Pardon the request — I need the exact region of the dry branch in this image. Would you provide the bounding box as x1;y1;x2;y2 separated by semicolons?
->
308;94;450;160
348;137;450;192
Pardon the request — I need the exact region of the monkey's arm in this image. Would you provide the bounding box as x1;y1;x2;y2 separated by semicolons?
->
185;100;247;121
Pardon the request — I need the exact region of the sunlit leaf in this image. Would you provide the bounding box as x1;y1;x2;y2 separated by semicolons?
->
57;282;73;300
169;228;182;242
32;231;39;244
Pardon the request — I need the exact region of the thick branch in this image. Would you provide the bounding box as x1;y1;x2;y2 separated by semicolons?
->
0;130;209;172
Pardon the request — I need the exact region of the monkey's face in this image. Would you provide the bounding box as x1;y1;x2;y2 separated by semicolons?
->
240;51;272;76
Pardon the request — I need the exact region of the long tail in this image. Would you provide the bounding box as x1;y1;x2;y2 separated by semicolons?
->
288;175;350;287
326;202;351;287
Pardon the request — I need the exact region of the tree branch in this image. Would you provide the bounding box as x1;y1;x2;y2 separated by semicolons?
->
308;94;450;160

▶ PROMPT: Copy the listing exactly.

▶ YOUR RESPONSE:
Pardon the request — I need the exact region of the dry branch in this image. Would you provide the bounding box as x1;y1;x2;y2 separated by semicolons?
->
308;94;450;160
348;137;450;192
Pardon the request — I need the exact region of the monkey's arm in this image. Would you provide the bounding box as x1;y1;x2;y2 separated by semicolons?
->
185;100;247;121
Pardon the request — I need the exact region of the sunlit leaf in this image. Would you provide the bounding box as x1;y1;x2;y2 separated by semicolons?
->
57;282;73;300
169;228;182;242
32;231;39;244
Pardon the request — I need the exact region of the thick branch in this image. Would you provide the bounding box as x1;y1;x2;y2 separated by semicolons?
->
0;130;209;172
Pardon the request — I need the exact region of the monkey's face in this image. Would you provide the bounding box as x1;y1;x2;y2 separated by semicolons?
->
240;51;272;76
Pardon the request — I need the exact region of the long tail in this image. Would you provide the bounding box as x1;y1;x2;y2 separated by semicolons?
->
288;175;350;287
326;202;351;287
Pardon the request — I need the exact region of the tree branch in this image. Would you provide the bounding box as x1;y1;x2;y2 separated by semicolons?
->
308;94;450;160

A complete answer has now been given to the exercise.